## Text passage
────────────────
The Motion came on for hearing on July 10, 2026, at 9:00 AM in Department 16. After reviewing all the papers and the record, and giving counsel for all parties the full and fair opportunity to be heard, the Court finds and rules as follows.
Background
In her Complaint filed on September 9, 2025, Plaintiff alleges that on July 27, 2024, she sustained injuries after an employee of Defendant served her coffee through Defendant’s drive-thru window. (Complaint, ¶ 23.) While Defendant’s employee was handing Plaintiff her beverage, the lid dislodged and spilled dangerously hot coffee onto Plaintiff’s lap. (Ibid.) Plaintiff further alleges that Defendant’s Safety and Security Manual warned that skin burns at 140 degrees Fahrenheit, yet Defendant’s internal policy was to serve hot coffee to customers at a temperature at or near 190 degrees Fahrenheit. (Complaint, ¶ 22.) Additionally, Plaintiff alleges that Defendant “had been receiving at least 80 complaints per month from customers who reported lid failures, lids popping off, lid leaks, burn injuries, and/or other incidents involving spill exposures.” (Complaint, ¶ 21.)
────────────────
## Challenge A
Transcribe the court ruling verbatim, everything from "The Motion came" down to "rules as follows.".
────────────────
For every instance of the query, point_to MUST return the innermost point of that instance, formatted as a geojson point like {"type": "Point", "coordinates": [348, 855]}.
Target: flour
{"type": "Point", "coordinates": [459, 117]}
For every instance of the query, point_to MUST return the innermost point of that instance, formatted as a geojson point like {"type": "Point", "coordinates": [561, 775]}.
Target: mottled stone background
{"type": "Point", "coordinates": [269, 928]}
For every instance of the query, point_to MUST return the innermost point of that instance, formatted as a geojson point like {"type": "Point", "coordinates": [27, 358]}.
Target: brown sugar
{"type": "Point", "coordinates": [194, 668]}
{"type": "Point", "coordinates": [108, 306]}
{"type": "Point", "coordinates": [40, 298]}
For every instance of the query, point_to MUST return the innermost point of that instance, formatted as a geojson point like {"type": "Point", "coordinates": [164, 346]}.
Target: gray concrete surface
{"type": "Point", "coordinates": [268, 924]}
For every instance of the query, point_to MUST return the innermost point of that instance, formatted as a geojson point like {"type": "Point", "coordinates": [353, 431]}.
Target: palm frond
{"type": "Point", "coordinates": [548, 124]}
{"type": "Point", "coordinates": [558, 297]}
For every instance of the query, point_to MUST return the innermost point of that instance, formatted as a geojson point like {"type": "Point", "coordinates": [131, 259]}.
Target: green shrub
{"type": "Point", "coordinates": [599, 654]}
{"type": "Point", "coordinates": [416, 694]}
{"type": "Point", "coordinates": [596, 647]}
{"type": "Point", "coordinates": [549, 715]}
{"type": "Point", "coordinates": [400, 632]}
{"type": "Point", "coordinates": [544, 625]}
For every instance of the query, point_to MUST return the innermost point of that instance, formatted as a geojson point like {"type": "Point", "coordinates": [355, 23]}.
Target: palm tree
────────────────
## Challenge B
Filter the rows above and output each line containing the string "Target", unchanged.

## Written answer A
The Motion came on for hearing on July 10, 2026, at 9:00 AM in Department 16. After reviewing all the papers and the record, and giving counsel for all parties the full and fair opportunity to be heard, the Court finds and rules as follows.

## Written answer B
Target: flour
Target: mottled stone background
Target: brown sugar
Target: gray concrete surface
Target: palm frond
Target: green shrub
Target: palm tree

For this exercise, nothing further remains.